● PROVIDED PASSAGE:
================================
Given the new rules, can an aggrieved guest find relief in court? Not really, Dachille said. You might have a claim under the Americans With Disabilities Act, involving so-called "third-hand" smoke, or smoke residue left on surfaces and objects even after a cigarette has been extinguished. But it would be a tough fight and probably not worth the effort, she said.

Still, on balance, more hotels than ever are in the nonsmoking camp today.

"Smokers are a dying breed," said Travis Johnson, who manages the Morgan hotel in San Simeon, Calif., and who notes that cigarettes can be an expensive habit for the unfortunate traveler with a nicotine addiction. If guests at the Morgan are caught lighting up, they're charged a $150 cleaning fee.

I, for one, am breathing easier now that smoking in hotels is on its way out. I've lost count of the number of smoking rooms I've stayed in. The odor of stale cigarettes takes weeks to wash out of my clothes. I don't begrudge smokers their right to puff away -- just please, not in the bed I'm about to sleep in.
================================
● STUDY QUESTIONS:
1. In the hotel smoking passage, what happens to guests at the Morgan who are caught lighting up?
2. Please say whether each statement agrees with the hotel smoking passage, answering yes or no and quoting the deciding words: (a) Dachille said a claim under the Americans With Disabilities Act would be a tough fight. (b) Travis Johnson manages a hotel in San Francisco. (c) The writer's clothes lose the odor of stale cigarettes within a day.

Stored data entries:
================================
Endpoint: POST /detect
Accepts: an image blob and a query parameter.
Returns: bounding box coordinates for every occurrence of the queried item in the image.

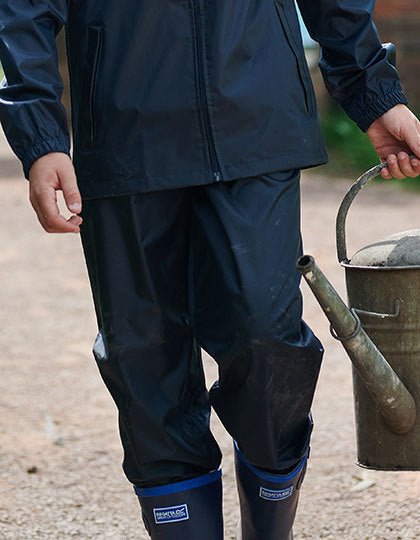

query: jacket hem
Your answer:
[77,149,328,200]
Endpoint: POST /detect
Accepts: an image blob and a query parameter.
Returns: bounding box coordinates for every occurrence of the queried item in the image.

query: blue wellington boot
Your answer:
[134,470,223,540]
[235,443,308,540]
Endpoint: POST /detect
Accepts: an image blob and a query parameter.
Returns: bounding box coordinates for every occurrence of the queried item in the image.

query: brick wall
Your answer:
[375,0,420,108]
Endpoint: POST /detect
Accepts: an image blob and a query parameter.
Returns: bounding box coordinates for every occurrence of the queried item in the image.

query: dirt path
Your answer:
[0,159,420,540]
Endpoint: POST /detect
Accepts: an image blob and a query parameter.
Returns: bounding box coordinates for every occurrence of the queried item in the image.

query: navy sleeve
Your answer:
[298,0,407,131]
[0,0,70,178]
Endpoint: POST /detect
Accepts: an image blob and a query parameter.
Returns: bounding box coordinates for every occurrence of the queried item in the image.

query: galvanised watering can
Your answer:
[298,164,420,471]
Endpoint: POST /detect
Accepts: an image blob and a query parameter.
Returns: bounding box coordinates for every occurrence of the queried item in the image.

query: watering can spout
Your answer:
[297,255,416,434]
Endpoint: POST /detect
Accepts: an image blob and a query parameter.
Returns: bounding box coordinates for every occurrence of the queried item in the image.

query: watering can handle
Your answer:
[335,162,387,263]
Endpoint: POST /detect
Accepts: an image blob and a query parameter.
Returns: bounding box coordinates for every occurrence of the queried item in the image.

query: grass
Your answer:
[321,107,420,191]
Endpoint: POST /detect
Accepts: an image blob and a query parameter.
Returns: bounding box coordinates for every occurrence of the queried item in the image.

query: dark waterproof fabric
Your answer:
[0,0,406,198]
[235,438,309,540]
[82,170,323,487]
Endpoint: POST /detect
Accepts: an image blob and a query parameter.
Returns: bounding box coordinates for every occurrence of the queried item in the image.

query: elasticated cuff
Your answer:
[20,137,70,180]
[343,83,408,131]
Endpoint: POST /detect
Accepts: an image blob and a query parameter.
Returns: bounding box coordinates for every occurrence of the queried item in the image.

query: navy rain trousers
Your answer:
[82,170,323,487]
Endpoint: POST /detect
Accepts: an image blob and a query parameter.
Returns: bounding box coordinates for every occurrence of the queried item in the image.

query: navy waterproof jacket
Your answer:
[0,0,406,198]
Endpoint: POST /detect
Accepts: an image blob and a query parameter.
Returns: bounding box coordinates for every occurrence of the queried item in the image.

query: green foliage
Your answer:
[321,108,378,177]
[321,107,420,191]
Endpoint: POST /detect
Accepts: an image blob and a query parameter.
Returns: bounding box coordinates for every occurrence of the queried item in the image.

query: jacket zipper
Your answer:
[191,0,222,182]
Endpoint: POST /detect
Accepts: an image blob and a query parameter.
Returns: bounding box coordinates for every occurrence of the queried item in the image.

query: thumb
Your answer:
[58,161,82,214]
[402,115,420,158]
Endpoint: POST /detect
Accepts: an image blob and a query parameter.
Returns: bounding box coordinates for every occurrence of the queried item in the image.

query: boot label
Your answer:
[260,486,293,501]
[153,504,190,525]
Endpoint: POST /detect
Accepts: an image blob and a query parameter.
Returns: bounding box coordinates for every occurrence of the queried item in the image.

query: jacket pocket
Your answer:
[80,26,103,145]
[273,0,315,115]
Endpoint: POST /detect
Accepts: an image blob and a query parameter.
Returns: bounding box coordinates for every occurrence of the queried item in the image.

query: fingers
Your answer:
[29,153,83,233]
[381,152,420,180]
[59,161,82,214]
[31,180,82,233]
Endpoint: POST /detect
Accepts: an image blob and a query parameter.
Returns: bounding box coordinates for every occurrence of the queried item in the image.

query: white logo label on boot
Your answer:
[260,486,293,501]
[153,504,190,525]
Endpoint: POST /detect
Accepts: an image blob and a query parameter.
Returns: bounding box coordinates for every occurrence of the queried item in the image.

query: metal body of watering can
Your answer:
[298,165,420,470]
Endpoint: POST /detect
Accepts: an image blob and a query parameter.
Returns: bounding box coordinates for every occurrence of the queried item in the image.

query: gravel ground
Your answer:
[0,154,420,540]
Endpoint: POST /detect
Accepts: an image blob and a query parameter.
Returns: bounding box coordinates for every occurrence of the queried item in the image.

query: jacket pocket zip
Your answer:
[191,0,222,182]
[273,0,313,114]
[89,27,103,144]
[78,26,103,145]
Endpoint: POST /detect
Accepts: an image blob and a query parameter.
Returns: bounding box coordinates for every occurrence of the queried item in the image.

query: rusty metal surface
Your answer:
[298,255,416,442]
[346,266,420,470]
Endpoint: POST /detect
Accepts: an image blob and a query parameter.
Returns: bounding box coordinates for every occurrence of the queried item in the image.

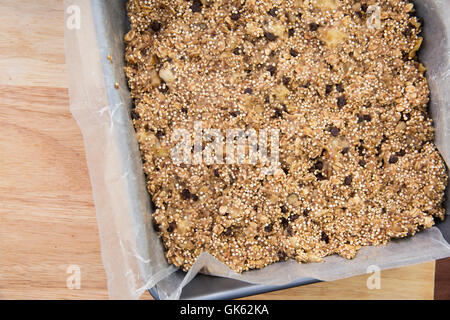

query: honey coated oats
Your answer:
[125,0,447,272]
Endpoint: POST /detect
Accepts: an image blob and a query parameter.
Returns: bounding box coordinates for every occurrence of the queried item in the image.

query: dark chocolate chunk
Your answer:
[282,76,292,86]
[223,227,232,237]
[336,83,344,93]
[267,7,278,18]
[191,0,203,12]
[328,126,341,137]
[290,49,299,58]
[320,231,330,243]
[316,172,327,181]
[309,22,319,31]
[288,28,295,37]
[277,251,287,261]
[264,223,273,232]
[131,109,140,120]
[389,155,398,164]
[314,160,323,170]
[280,217,289,229]
[167,222,177,233]
[344,175,353,186]
[358,160,366,168]
[337,96,347,107]
[264,31,277,41]
[150,21,162,32]
[244,88,253,94]
[267,66,277,76]
[231,12,241,21]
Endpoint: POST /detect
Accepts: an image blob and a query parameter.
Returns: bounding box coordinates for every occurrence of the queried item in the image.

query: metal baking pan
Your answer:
[91,0,450,300]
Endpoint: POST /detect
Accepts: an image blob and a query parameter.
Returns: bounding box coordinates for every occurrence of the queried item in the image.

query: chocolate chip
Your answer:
[328,126,341,137]
[277,251,287,261]
[264,223,273,232]
[309,22,319,31]
[316,172,327,181]
[273,108,283,119]
[344,175,353,186]
[191,0,203,12]
[320,231,330,243]
[337,96,347,107]
[181,189,191,200]
[280,217,289,229]
[358,145,365,157]
[231,12,241,21]
[244,88,253,94]
[223,227,232,236]
[290,49,298,58]
[150,21,162,32]
[356,114,364,123]
[358,160,366,168]
[314,160,323,170]
[131,109,141,120]
[267,66,277,76]
[397,149,406,158]
[282,76,292,86]
[264,31,277,41]
[401,112,411,122]
[167,222,177,233]
[389,155,398,164]
[286,227,294,237]
[267,7,278,18]
[152,219,161,232]
[336,83,344,93]
[158,81,169,93]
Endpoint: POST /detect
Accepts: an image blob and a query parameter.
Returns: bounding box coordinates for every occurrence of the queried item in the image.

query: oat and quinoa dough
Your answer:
[125,0,447,272]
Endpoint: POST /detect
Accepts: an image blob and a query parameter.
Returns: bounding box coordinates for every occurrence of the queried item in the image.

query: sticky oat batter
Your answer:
[125,0,447,272]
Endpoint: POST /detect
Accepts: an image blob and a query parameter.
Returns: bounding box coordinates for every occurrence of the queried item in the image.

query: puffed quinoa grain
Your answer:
[125,0,447,272]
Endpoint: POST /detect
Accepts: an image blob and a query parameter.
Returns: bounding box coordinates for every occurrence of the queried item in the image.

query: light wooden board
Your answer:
[0,0,434,299]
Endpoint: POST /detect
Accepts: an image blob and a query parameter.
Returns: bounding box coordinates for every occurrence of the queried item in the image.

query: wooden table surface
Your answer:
[0,0,449,299]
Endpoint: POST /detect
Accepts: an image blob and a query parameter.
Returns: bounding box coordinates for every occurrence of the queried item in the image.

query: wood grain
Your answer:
================================
● ANSWERS GIVEN:
1. They're charged a $150 cleaning fee.

2.
(a) Yes: "But it would be a tough fight and probably not worth the effort, she said."
(b) No: "who manages the Morgan hotel in San Simeon, Calif."
(c) No: "The odor of stale cigarettes takes weeks to wash out of my clothes."